Task prompt
Return only the number of lines in the material below holding the string "flowering".

Dataset excerpts

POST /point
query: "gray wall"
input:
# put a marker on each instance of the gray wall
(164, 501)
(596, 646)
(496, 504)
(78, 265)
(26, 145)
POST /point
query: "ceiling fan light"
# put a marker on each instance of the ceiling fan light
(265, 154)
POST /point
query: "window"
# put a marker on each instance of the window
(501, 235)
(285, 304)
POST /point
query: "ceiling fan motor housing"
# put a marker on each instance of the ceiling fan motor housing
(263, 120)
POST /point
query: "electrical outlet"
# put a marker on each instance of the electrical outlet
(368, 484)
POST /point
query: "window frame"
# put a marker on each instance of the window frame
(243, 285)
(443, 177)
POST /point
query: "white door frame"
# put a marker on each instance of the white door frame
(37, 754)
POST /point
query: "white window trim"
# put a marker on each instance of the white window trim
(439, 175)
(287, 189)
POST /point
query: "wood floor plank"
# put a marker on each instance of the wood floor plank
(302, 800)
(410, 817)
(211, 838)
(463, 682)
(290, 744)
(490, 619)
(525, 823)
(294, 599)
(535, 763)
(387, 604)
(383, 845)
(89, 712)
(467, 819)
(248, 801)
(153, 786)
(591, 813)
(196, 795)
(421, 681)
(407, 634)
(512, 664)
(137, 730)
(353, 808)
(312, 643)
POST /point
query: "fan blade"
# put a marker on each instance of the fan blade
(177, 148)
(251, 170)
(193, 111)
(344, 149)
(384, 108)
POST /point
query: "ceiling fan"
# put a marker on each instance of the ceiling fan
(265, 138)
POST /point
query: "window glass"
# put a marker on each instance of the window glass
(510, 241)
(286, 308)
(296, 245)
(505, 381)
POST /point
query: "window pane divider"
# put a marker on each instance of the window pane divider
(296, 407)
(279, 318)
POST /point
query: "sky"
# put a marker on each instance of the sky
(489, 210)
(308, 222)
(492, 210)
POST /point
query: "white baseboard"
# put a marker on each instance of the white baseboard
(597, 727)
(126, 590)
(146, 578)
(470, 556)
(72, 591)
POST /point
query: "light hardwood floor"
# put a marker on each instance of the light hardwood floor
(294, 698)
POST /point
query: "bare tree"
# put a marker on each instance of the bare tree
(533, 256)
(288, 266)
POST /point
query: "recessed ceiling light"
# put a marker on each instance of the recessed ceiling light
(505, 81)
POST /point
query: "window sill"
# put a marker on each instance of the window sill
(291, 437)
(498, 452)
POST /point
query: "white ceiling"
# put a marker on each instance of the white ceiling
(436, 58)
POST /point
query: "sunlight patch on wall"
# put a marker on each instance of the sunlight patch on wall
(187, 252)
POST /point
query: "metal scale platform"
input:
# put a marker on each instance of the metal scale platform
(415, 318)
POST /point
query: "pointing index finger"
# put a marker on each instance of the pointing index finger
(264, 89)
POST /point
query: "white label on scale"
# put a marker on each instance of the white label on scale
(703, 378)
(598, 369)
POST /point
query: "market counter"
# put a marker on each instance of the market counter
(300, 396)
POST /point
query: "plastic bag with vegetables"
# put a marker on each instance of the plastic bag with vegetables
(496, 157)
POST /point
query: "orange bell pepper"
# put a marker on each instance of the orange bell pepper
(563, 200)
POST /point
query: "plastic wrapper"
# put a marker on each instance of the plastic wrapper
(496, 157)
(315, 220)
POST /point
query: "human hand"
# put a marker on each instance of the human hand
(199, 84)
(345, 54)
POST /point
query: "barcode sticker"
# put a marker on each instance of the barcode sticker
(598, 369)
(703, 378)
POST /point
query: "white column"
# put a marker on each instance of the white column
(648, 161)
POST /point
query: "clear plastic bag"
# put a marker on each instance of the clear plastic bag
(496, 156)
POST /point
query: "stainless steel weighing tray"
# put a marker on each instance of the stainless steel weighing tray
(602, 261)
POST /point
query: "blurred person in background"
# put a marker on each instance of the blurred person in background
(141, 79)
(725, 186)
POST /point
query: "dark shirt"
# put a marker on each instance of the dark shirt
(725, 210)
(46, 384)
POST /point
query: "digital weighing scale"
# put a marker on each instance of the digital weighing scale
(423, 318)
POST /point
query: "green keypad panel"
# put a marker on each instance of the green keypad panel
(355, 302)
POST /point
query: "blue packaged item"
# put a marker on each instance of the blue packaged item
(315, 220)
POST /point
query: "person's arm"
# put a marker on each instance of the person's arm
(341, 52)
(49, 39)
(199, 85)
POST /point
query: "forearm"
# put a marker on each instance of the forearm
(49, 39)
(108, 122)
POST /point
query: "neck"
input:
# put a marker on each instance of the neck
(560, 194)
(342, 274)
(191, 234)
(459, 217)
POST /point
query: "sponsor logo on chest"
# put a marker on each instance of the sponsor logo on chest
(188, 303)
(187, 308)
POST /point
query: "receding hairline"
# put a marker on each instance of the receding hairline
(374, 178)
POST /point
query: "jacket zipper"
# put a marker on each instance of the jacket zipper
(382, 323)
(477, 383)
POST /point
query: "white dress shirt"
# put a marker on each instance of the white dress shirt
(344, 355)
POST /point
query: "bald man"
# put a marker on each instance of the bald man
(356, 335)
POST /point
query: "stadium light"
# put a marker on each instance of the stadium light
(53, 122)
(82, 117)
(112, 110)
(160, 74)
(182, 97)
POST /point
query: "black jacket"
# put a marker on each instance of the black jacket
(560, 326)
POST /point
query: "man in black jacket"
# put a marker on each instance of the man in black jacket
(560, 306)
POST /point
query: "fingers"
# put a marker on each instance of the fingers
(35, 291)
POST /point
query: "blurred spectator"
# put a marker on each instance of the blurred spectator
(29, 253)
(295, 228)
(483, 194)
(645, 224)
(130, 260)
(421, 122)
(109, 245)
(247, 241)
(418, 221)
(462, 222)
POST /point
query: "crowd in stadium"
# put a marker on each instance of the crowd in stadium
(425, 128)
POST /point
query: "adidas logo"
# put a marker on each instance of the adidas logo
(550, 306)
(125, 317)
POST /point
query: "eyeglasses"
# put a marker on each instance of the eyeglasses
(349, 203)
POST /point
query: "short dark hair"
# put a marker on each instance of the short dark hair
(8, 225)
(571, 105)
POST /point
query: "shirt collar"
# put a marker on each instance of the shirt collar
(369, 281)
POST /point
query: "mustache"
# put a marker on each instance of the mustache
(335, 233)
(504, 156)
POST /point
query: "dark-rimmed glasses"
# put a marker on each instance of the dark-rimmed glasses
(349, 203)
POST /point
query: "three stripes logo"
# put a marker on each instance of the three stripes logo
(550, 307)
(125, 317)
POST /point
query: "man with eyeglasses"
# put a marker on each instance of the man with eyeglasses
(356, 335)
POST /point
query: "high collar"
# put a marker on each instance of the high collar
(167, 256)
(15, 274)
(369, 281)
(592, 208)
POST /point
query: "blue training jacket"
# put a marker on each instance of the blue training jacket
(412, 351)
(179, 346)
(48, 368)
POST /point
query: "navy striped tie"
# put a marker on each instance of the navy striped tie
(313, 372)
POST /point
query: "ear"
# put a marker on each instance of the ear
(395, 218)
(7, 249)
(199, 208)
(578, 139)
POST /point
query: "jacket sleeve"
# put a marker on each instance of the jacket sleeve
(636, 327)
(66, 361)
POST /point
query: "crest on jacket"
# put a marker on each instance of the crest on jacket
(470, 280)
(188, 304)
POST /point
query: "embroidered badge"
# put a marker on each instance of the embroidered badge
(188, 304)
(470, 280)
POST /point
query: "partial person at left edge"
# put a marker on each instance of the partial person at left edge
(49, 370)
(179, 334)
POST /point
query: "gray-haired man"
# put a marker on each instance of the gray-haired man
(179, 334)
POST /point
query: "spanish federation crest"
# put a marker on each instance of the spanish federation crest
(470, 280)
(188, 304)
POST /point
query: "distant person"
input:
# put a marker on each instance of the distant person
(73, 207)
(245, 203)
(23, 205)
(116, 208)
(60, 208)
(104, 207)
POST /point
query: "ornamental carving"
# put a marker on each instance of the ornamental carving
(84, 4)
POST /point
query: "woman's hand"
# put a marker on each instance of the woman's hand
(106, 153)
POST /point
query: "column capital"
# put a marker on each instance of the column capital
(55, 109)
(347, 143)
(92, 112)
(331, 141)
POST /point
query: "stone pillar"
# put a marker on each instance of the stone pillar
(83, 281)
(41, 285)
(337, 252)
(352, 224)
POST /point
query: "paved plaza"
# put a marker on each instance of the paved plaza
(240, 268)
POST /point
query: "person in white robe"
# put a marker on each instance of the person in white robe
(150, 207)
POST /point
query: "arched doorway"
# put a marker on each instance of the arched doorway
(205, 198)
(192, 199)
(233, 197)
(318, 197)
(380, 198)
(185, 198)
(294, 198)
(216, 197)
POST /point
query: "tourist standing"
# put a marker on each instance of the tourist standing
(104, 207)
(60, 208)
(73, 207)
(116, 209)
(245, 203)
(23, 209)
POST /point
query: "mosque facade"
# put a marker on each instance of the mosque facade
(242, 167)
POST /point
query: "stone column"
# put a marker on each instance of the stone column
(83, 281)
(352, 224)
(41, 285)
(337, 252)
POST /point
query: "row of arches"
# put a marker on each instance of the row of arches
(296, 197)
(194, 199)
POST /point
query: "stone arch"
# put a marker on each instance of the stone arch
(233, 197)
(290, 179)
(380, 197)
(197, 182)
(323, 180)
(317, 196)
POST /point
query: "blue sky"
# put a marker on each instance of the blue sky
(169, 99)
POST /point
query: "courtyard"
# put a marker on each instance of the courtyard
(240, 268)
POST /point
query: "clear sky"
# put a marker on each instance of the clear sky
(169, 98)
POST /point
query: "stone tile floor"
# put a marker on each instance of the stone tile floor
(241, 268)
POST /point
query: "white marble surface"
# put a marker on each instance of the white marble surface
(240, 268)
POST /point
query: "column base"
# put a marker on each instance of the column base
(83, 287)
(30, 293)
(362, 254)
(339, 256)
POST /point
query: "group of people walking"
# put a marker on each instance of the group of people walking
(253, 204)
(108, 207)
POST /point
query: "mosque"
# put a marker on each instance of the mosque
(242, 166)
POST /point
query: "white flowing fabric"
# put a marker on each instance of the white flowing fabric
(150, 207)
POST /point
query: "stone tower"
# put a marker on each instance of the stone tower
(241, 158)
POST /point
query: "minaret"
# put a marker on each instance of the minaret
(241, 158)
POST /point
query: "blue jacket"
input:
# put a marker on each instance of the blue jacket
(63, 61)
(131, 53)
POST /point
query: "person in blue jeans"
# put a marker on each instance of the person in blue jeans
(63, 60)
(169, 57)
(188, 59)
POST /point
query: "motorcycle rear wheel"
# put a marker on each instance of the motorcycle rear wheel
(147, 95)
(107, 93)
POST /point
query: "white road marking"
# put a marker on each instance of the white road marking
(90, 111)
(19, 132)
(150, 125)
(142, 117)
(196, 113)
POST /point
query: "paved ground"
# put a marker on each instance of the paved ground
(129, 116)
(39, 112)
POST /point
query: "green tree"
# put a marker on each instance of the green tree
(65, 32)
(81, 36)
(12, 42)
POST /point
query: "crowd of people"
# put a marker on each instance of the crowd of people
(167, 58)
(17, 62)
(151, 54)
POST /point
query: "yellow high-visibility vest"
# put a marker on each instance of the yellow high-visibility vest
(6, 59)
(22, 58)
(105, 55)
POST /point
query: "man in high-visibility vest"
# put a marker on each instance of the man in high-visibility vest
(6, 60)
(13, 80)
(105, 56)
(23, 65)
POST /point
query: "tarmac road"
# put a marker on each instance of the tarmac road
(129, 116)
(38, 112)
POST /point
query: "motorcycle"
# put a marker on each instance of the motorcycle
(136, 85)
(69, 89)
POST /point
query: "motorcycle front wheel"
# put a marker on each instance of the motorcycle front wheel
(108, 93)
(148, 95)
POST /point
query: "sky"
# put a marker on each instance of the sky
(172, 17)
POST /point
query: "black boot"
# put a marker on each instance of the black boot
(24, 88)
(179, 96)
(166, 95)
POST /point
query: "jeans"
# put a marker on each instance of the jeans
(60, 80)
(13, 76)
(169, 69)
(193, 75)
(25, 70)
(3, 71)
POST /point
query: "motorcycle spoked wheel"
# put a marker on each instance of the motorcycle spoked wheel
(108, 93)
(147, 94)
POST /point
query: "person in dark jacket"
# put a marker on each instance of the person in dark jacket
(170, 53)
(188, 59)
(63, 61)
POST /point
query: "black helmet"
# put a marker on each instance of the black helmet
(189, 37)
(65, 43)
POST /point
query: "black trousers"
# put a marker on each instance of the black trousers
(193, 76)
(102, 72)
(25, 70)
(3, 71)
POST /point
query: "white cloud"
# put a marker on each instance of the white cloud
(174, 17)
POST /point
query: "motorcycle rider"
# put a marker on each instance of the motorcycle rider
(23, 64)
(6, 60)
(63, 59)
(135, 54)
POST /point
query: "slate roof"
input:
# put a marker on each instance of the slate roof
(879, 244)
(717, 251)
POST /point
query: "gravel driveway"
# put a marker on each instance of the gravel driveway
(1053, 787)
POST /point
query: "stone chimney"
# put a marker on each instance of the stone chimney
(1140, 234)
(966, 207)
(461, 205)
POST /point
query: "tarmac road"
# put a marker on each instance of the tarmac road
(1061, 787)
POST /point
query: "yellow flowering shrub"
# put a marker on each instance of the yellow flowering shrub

Completed exercise
2